Collected data
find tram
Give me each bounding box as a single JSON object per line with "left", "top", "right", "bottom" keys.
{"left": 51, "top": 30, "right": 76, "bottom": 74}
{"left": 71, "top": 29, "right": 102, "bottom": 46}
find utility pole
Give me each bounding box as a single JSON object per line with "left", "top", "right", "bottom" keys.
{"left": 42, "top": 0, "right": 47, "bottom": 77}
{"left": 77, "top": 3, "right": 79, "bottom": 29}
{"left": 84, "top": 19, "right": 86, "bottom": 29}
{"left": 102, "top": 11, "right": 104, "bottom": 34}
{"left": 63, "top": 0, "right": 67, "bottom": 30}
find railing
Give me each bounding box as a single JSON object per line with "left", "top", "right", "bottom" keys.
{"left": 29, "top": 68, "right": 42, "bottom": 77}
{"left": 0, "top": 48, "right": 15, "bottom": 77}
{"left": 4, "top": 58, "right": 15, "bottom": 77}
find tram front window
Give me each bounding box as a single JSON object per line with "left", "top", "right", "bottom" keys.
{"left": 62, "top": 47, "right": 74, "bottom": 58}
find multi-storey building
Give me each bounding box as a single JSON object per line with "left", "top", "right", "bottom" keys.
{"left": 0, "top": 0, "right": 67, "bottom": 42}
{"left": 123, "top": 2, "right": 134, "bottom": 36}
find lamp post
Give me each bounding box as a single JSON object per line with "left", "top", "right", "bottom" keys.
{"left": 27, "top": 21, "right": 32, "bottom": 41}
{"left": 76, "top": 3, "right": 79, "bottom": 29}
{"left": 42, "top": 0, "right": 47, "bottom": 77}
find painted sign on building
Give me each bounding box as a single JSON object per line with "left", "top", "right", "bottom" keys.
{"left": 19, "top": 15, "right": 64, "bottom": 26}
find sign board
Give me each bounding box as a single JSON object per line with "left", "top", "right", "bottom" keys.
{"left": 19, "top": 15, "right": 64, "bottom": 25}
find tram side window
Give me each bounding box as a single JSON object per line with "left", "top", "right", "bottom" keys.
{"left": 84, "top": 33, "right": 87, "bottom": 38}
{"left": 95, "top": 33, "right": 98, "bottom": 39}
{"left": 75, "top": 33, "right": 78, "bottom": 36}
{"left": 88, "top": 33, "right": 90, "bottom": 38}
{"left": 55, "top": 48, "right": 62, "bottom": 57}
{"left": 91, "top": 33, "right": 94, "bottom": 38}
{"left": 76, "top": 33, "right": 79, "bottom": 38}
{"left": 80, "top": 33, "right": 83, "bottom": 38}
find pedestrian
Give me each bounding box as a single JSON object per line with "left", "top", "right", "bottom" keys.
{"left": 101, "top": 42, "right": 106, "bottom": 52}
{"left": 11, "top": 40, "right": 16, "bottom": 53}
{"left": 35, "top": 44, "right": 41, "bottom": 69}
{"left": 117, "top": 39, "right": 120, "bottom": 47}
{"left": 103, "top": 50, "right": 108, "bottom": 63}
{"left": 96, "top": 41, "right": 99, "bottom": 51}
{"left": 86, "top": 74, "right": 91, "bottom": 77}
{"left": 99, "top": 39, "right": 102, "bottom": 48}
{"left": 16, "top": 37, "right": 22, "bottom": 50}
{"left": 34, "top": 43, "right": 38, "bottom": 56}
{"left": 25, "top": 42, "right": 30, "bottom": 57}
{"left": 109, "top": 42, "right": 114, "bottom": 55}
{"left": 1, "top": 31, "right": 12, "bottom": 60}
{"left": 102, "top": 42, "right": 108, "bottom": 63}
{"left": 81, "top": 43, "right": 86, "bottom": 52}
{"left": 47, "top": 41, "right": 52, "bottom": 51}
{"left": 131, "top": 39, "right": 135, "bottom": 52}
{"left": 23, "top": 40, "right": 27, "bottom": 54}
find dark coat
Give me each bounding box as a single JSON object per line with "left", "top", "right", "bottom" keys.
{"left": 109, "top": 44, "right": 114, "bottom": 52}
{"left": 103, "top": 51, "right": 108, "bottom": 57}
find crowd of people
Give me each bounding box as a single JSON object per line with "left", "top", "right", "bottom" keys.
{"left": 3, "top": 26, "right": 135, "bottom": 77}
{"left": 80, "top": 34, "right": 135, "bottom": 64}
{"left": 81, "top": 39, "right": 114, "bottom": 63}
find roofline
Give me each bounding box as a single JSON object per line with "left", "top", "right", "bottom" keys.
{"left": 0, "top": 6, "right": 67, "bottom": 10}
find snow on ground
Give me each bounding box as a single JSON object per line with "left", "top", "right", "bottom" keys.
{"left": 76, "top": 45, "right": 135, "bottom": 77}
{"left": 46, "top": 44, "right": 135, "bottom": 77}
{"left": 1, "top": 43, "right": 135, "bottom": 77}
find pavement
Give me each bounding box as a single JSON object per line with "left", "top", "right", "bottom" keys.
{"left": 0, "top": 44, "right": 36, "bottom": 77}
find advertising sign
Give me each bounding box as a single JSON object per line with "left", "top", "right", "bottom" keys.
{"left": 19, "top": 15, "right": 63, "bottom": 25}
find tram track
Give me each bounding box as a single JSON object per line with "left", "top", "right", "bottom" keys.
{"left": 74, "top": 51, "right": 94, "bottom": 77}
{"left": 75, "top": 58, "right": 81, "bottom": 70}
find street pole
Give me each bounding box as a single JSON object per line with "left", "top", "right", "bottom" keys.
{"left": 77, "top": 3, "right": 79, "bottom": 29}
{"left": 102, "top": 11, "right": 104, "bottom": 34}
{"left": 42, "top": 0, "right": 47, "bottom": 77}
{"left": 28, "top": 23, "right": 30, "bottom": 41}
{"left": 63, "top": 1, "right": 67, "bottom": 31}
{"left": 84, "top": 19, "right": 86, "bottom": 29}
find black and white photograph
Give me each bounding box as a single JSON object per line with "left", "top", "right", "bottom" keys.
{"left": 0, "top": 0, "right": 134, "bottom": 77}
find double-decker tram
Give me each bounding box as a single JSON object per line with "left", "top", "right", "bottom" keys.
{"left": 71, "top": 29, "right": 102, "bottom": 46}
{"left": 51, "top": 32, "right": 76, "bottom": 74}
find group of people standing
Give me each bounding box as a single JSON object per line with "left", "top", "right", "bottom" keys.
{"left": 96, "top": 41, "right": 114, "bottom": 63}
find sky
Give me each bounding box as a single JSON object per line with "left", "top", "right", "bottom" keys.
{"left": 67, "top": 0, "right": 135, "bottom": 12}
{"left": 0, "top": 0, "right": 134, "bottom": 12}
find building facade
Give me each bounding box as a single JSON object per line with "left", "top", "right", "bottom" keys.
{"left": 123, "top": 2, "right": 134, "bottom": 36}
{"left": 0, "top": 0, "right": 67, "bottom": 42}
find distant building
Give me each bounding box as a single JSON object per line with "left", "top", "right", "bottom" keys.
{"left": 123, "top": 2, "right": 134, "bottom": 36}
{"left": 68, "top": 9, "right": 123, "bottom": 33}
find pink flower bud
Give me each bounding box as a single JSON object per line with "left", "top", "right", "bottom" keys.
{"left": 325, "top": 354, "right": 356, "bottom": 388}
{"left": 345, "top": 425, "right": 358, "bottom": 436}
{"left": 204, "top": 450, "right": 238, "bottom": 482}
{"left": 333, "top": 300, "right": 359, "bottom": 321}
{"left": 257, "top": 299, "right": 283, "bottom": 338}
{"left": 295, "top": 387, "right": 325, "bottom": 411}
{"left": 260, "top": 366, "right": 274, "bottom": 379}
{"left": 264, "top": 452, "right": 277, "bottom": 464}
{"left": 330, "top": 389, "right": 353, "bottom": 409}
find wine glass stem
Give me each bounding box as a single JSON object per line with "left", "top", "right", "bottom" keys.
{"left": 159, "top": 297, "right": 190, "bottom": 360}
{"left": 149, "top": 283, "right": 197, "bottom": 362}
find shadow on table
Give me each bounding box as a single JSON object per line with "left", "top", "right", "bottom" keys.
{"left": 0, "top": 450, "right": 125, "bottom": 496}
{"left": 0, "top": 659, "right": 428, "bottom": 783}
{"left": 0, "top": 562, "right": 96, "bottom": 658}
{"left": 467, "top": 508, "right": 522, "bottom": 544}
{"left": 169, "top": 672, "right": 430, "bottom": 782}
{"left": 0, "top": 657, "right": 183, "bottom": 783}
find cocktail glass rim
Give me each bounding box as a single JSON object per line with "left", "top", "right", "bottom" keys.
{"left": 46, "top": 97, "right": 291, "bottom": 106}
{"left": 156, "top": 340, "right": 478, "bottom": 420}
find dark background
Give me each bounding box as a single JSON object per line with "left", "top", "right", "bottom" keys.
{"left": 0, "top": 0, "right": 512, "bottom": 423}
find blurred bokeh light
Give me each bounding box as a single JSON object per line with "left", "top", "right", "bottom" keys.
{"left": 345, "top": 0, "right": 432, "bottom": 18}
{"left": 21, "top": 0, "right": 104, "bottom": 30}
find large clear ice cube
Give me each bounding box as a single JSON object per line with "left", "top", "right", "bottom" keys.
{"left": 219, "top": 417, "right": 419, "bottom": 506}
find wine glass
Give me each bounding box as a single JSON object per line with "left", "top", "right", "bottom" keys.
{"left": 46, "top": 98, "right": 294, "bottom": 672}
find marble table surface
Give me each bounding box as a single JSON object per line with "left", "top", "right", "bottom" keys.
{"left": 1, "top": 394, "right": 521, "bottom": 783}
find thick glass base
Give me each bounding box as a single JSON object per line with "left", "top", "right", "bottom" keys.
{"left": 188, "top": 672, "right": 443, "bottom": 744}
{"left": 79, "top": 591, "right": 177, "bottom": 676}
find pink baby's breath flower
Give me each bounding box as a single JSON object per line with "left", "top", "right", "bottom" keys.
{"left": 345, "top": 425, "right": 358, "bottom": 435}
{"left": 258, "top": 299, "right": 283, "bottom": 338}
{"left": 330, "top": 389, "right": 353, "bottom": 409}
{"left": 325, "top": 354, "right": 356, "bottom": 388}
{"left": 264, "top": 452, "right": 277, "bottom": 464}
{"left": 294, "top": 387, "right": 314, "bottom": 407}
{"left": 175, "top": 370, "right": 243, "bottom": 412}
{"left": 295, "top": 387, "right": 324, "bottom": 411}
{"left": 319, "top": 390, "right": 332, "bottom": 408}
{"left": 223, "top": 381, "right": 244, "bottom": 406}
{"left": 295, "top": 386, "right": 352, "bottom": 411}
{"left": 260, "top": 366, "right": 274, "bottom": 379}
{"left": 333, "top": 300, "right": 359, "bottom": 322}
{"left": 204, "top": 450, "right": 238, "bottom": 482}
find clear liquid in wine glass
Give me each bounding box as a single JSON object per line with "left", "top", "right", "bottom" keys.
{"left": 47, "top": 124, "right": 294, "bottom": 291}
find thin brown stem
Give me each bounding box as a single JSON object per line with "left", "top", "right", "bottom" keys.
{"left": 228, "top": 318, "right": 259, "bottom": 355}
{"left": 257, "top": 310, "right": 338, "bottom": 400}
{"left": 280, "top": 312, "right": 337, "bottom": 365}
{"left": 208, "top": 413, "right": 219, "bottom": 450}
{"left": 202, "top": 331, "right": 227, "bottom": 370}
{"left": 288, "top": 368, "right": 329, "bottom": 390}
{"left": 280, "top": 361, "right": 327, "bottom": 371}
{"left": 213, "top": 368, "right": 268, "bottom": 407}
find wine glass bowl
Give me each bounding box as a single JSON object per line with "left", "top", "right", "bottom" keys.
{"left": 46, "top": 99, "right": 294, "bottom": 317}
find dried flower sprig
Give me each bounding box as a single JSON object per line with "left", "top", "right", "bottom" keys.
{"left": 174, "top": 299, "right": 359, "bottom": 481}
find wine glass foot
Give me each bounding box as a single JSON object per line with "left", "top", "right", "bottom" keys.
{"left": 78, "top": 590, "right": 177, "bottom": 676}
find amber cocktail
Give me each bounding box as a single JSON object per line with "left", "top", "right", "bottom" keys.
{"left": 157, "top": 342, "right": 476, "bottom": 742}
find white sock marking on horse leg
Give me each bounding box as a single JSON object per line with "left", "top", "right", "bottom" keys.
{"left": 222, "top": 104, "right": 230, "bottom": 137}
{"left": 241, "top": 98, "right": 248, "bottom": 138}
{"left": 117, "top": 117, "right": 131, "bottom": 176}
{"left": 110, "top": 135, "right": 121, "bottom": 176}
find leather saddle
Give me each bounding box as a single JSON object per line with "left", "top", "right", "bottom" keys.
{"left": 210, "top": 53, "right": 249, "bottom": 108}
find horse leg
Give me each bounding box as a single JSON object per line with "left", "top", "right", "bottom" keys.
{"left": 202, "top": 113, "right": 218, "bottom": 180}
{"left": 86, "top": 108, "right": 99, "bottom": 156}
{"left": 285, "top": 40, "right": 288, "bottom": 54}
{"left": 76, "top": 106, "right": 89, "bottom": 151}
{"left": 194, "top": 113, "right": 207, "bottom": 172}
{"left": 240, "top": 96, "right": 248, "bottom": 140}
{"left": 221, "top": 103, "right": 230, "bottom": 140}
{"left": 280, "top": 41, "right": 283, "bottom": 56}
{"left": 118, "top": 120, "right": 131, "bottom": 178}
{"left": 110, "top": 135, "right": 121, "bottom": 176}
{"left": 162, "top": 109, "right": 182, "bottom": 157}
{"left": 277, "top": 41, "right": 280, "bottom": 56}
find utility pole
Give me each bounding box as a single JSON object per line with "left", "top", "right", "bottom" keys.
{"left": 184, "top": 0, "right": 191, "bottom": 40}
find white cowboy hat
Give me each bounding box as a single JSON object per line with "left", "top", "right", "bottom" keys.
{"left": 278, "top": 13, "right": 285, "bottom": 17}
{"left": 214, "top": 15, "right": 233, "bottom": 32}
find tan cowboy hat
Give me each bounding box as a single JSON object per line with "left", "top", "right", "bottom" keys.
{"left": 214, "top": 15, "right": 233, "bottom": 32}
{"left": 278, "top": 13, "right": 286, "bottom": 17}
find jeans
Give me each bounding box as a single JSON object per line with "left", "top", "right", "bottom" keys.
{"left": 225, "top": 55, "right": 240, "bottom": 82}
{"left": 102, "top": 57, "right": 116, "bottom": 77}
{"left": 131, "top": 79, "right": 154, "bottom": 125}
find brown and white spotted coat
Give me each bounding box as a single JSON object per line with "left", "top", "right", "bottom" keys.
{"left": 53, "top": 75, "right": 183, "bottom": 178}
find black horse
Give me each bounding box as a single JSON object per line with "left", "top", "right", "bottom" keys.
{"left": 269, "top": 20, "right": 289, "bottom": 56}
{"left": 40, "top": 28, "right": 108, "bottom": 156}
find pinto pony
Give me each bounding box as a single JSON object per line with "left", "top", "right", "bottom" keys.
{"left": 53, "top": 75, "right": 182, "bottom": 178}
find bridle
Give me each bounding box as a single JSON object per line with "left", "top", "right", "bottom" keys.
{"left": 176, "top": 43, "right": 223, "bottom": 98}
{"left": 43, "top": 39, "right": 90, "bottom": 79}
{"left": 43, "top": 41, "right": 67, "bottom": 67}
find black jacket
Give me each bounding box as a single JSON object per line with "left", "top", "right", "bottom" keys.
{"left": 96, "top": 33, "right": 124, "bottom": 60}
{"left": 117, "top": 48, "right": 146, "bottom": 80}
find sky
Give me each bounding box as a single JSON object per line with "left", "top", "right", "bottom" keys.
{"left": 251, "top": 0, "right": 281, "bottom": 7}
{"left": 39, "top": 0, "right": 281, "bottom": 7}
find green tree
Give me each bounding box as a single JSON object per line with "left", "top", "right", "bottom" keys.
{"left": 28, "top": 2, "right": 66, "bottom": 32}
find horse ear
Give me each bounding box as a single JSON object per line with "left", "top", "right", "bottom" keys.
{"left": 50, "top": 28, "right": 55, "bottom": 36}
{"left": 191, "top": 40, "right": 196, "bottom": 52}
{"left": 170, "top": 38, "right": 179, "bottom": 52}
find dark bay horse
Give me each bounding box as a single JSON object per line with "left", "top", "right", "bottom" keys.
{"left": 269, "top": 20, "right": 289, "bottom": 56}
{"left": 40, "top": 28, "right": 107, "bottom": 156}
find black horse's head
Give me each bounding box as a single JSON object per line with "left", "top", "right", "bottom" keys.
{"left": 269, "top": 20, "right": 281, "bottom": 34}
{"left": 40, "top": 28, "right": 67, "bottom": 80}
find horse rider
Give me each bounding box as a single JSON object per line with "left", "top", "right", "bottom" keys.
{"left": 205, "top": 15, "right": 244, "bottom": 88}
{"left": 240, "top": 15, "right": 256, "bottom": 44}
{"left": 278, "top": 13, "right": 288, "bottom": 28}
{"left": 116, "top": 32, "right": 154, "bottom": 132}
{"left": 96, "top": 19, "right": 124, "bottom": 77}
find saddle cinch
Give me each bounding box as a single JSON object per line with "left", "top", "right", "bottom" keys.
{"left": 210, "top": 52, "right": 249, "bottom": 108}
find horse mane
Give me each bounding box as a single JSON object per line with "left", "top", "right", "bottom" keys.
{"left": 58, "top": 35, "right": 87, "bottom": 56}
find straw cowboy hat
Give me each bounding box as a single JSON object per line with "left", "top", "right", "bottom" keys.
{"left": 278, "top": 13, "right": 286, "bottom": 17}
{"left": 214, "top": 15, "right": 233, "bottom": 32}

_DESCRIPTION OF THE TASK_
Return the lines above precisely as they appear, beginning at the first line and ending at the line with "find tram front window", and nothing after it.

_SOLUTION_
find tram
Give me each bounding box as a single JSON object per line with "left", "top", "right", "bottom" keys.
{"left": 51, "top": 30, "right": 76, "bottom": 74}
{"left": 71, "top": 29, "right": 102, "bottom": 46}
find utility pole
Give me each bounding box as a single JSON object per line with "left", "top", "right", "bottom" keys.
{"left": 42, "top": 0, "right": 47, "bottom": 77}
{"left": 77, "top": 3, "right": 79, "bottom": 29}
{"left": 84, "top": 19, "right": 86, "bottom": 29}
{"left": 102, "top": 11, "right": 104, "bottom": 34}
{"left": 63, "top": 0, "right": 67, "bottom": 30}
find railing
Give me each bounding box as a single JSON object per line with "left", "top", "right", "bottom" keys.
{"left": 29, "top": 68, "right": 42, "bottom": 77}
{"left": 0, "top": 48, "right": 15, "bottom": 77}
{"left": 4, "top": 58, "right": 15, "bottom": 77}
find tram front window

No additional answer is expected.